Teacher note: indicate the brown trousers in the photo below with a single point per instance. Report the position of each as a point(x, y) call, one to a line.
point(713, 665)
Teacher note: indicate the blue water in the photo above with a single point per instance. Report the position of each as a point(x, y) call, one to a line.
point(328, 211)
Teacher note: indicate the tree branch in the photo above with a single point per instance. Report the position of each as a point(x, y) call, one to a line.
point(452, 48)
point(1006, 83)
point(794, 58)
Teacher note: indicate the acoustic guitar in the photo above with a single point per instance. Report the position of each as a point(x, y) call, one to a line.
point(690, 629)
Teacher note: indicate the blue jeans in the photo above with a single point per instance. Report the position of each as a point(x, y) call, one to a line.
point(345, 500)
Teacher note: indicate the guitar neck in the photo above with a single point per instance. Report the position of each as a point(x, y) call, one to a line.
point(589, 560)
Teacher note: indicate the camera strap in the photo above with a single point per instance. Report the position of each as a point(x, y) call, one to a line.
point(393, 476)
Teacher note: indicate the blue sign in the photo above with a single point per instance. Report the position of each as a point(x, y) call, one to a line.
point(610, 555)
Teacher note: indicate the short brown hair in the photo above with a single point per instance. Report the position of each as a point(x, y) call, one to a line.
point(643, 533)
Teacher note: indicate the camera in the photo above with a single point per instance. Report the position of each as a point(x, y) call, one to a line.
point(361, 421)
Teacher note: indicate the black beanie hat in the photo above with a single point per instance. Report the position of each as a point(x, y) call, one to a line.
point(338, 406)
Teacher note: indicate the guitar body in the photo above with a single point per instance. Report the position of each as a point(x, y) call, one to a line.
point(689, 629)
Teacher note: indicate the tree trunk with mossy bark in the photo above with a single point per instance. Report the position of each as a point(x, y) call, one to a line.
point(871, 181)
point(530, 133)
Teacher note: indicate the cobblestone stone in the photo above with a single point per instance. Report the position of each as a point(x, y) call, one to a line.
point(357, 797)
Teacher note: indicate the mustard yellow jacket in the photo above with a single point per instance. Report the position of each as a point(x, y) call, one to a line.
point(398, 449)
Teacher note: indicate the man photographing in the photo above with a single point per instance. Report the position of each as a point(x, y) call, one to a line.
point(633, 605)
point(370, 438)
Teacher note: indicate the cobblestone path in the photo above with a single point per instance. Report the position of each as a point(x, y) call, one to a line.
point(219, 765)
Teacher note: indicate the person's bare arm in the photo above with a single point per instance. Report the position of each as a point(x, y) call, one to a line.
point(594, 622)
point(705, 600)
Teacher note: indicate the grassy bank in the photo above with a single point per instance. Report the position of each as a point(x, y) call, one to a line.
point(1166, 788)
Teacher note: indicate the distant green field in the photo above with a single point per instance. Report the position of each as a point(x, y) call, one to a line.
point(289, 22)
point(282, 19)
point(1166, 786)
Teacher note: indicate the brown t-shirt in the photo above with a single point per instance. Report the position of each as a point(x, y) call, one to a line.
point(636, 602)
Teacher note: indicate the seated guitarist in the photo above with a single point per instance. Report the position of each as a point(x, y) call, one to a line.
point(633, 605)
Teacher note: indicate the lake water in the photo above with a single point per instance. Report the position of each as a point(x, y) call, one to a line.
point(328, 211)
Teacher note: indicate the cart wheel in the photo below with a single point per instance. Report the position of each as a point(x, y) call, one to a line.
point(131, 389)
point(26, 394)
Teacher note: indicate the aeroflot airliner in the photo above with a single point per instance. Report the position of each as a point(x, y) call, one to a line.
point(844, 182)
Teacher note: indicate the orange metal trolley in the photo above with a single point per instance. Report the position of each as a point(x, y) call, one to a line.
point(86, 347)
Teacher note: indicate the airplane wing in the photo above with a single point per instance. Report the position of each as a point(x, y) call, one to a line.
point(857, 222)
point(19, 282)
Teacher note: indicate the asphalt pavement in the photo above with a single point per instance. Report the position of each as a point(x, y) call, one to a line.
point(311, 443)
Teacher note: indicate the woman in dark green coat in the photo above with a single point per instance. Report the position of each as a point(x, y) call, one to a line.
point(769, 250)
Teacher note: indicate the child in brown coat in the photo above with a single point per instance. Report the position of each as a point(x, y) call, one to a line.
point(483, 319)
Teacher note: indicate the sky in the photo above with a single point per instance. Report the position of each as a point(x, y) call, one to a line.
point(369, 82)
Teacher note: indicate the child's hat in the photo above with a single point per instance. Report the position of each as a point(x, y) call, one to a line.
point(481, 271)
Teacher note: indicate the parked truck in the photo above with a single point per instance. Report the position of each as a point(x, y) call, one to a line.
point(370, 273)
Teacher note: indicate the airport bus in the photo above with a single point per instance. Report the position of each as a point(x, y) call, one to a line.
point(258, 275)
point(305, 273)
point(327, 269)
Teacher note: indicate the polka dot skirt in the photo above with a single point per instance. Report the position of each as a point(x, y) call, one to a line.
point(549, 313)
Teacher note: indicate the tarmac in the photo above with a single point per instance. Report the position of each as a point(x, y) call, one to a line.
::::
Repeat the whole listing exactly, line for line.

Teacher note: indicate the brown trousers in the photo below with a single point per instance. Report the position of each as a point(x, y) call, one to a line.
point(713, 665)
Teacher note: indicate the blue water in the photo above with a single point per instance. Report the position of each as a point(x, y) call, one to a line.
point(328, 211)
Teacher note: indicate the tree branch in the photo above with a single point per instance. Report the position of each as a point(x, y) call, one to a line.
point(452, 48)
point(1006, 83)
point(794, 58)
Teacher note: indicate the acoustic guitar in the photo above with a single point per instance. Report the position of each as a point(x, y) call, one to a line.
point(690, 629)
Teacher note: indicate the blue jeans in the photo above with a single point per instance. Report the position of each as a point(x, y) call, one to a line.
point(345, 500)
Teacher note: indicate the guitar neck in the photo above with a single point per instance. Report the position of each as a point(x, y) call, one to a line.
point(589, 560)
Teacher note: indicate the camera strap in the photo above with a single point per instance. Report the position of each as a point(x, y) call, one to a line.
point(393, 476)
Teacher note: indicate the blue sign in the photo above with a single point per instance. Report the position of each as a point(x, y) call, one to a line.
point(610, 555)
Teacher note: indicate the short brown hair in the photo above with a single point per instance. Report the position of each as a point(x, y) call, one to a line.
point(643, 533)
Teacher note: indicate the camera in the photo above with a single point per instance. Report the position of each as a point(x, y) call, one to a line.
point(361, 421)
Teacher note: indicate the black beanie hat in the photo above with a single point per instance. Report the position of each as a point(x, y) call, one to a line.
point(338, 406)
Teacher note: indicate the guitar body in the photo above with a single point per instance. Report the position of each as a point(x, y) call, one to a line.
point(689, 629)
Teacher note: indicate the tree trunk with mossy bark in the photo above with a single point per instance. Report the position of each as a point(x, y) call, one to a line.
point(871, 181)
point(530, 133)
Teacher note: indicate the cobblestone stone in the photo above with a single point per instance. Report the position of each as a point(x, y) call, one to a line.
point(357, 797)
Teacher note: indicate the mustard yellow jacket in the photo above with a single point per instance. Report the position of each as a point(x, y) call, one to a line.
point(398, 449)
Teacher note: indicate the man photographing in the photo above with a single point per instance. Report the position of each as a point(x, y) call, one to a line.
point(633, 605)
point(370, 438)
Teacher note: indicate the cobblestone path in the photo above with a single point per instance. Report the position of each as a point(x, y) call, one to a line.
point(219, 765)
Teacher note: indicate the person's bare arm in the photo above with a single point per instance. Report the position of each as a point(x, y) call, one to a line.
point(594, 622)
point(705, 600)
Teacher note: indicate the grassy bank in the photo above with a single point per instance. Report the position of each as a point(x, y) call, one to a line.
point(1166, 788)
Teacher note: indicate the distant green field in the photo above with a single point per instance. Report the position of each as a point(x, y) call, one to a line.
point(289, 22)
point(282, 19)
point(1166, 786)
Teacher note: indicate the brown t-shirt in the photo above with a single point per instance. Report the position of each as a point(x, y) call, one to a line.
point(636, 602)
Teacher note: indicate the seated guitarist in the photo above with a single point per instance. Report the position of each as a point(x, y) call, one to a line.
point(633, 605)
Teacher note: indicate the lake water in the photo above with a single point per instance. Report the position of each as a point(x, y) call, one to a line.
point(328, 211)
Teacher note: indicate the cart wheel in the photo below with a single point per instance. Report the position of each as a point(x, y) call, one to a line.
point(131, 389)
point(26, 394)
Teacher note: indicate the aeroflot airliner in the photo above with a single point per instance. Report the position of each as a point(x, y) call, one to a line.
point(844, 182)
Teacher note: indicate the orange metal trolley in the photo above with a single point per instance. Report the position of each as a point(x, y) call, one to a line.
point(86, 347)
Teacher note: indicate the airplane wing in the photo above with a single point per instance. Report the position of each as a point(x, y) call, one to a line.
point(857, 222)
point(19, 282)
Teacher note: indicate the asphalt pavement in the photo above with a single point per instance. Report the position of each as a point(x, y) call, one to a line.
point(311, 443)
Teacher note: indicate the woman in dark green coat in the photo above with a single point per instance. Report the position of each as a point(x, y) call, one to a line.
point(769, 250)
Teacher note: indicate the child in brown coat in the photo above with a single point per instance. Report the position of each as a point(x, y) call, one to a line.
point(483, 319)
Teacher note: indicate the sky in the photo above with a single point per instance. Report the position of each as a point(x, y) call, one to a line.
point(369, 82)
Teacher note: indicate the child's hat in the photo above with a single point per instance. Report the position of each as a point(x, y) call, one to a line.
point(481, 271)
Teacher note: indicate the parked truck in the photo above with a single point per instance. Report the position of each as a point(x, y) call, one to a line.
point(370, 273)
Teacher note: indicate the airport bus in the photo above with a single point per instance. Report the position of each as a point(x, y) call, one to a line.
point(258, 275)
point(305, 273)
point(327, 269)
Teacher note: indicate the polka dot skirt in the photo above with a single point per instance. Report the position of each as a point(x, y) call, one to a line.
point(549, 313)
Teacher note: indicate the tarmac in the photo above with a single point per instance. Report the position of each as a point(x, y) call, one to a line.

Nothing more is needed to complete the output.